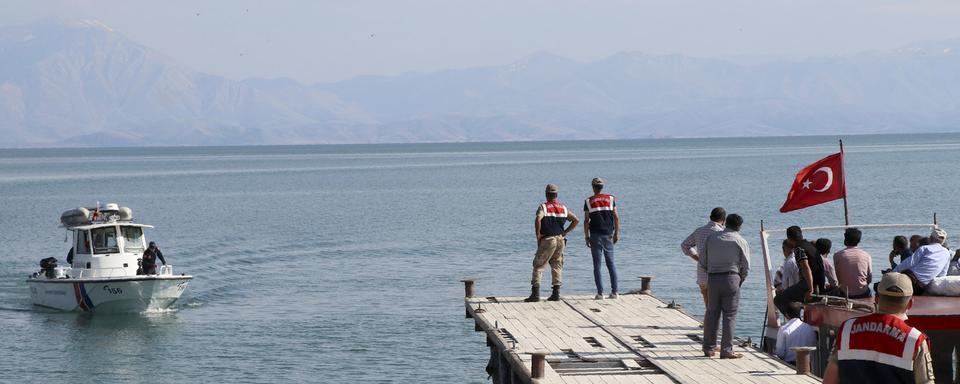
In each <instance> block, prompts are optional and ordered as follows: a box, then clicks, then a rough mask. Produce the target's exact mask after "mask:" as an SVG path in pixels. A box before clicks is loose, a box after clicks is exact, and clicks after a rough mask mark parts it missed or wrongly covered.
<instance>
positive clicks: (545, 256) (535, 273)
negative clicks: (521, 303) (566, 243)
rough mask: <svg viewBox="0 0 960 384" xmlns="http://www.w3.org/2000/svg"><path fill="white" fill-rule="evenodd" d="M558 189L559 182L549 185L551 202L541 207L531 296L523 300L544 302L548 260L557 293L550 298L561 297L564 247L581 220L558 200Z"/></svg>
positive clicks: (541, 206) (549, 202) (557, 298)
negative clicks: (541, 292)
mask: <svg viewBox="0 0 960 384" xmlns="http://www.w3.org/2000/svg"><path fill="white" fill-rule="evenodd" d="M557 192H558V188H557V186H556V185H554V184H547V188H546V191H545V193H546V197H547V201H546V202H545V203H542V204H540V207H538V208H537V219H536V220H535V221H534V228H535V230H536V235H537V253H536V255H535V256H534V258H533V280H532V281H531V284H530V285H531V289H530V290H531V292H530V297H528V298H526V299H524V300H523V301H526V302H536V301H540V277H541V275H543V269H544V268H546V266H547V264H548V263H549V264H550V277H551V283H552V285H553V293H551V294H550V297H549V298H547V300H550V301H558V300H560V285H561V284H562V280H561V273H562V272H563V249H564V248H565V246H566V242H567V240H566V236H567V234H568V233H570V231H572V230H573V229H574V228H576V227H577V224H578V223H580V219H578V218H577V215H574V214H573V212H570V210H569V209H567V207H566V206H565V205H563V204H561V203H560V202H559V201H557ZM567 221H570V225H569V226H567V227H566V228H564V227H563V226H564V224H566V222H567Z"/></svg>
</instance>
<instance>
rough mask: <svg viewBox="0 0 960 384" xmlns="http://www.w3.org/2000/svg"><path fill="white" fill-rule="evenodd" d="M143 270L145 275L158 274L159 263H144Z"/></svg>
mask: <svg viewBox="0 0 960 384" xmlns="http://www.w3.org/2000/svg"><path fill="white" fill-rule="evenodd" d="M142 272H143V274H144V275H156V274H157V265H156V264H144V265H143V267H142Z"/></svg>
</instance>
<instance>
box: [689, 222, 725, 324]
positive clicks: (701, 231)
mask: <svg viewBox="0 0 960 384" xmlns="http://www.w3.org/2000/svg"><path fill="white" fill-rule="evenodd" d="M726 217H727V211H725V210H724V209H723V208H721V207H716V208H714V209H713V210H712V211H710V221H709V222H708V223H707V224H705V225H704V226H702V227H700V228H697V229H696V230H695V231H693V233H691V234H690V236H687V238H686V239H684V240H683V243H680V250H682V251H683V254H684V255H687V256H689V257H690V258H691V259H693V261H694V262H696V263H699V262H700V255H701V254H702V253H703V244H704V243H706V240H707V237H710V235H712V234H714V233H716V232H721V231H723V224H724V222H725V221H726ZM697 285H699V286H700V294H701V295H703V306H704V307H706V306H707V271H705V270H703V269H701V268H700V267H699V265H698V266H697Z"/></svg>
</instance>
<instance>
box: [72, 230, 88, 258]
mask: <svg viewBox="0 0 960 384" xmlns="http://www.w3.org/2000/svg"><path fill="white" fill-rule="evenodd" d="M76 237H77V244H75V245H74V247H73V249H74V253H76V254H83V255H89V254H90V231H77V236H76Z"/></svg>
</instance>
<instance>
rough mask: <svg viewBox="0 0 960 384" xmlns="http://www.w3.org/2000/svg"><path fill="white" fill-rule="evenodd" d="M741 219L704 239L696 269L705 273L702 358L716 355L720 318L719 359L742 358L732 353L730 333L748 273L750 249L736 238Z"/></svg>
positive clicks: (731, 214) (736, 214) (732, 332)
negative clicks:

### ABOUT THIS TASK
Rewrite the data, starting at the beginning and ending with the line that contains "positive clicks: (541, 206)", replacing "negative clicks" with "negative points" and changing nothing else. Leave the picture out.

### RESPONSE TO THE TASK
In each <instance> block, prompts are optional and ordered as follows: a box, then clicks, then a rough mask. Produce the target's exact mask after "mask:" as an SVG path in pixels. A box before clicks is loose, a box after clicks is exact, and clicks after a rough mask mark parts it missed or wrongly covered.
<instance>
positive clicks: (545, 256) (535, 273)
negative points: (521, 303) (566, 243)
rough mask: <svg viewBox="0 0 960 384" xmlns="http://www.w3.org/2000/svg"><path fill="white" fill-rule="evenodd" d="M558 189L559 182L549 185L551 202L541 207L531 296L523 300L544 302L548 260L557 293L550 298L561 297L564 247L581 220L558 200Z"/></svg>
positive clicks: (541, 206) (549, 202) (557, 298)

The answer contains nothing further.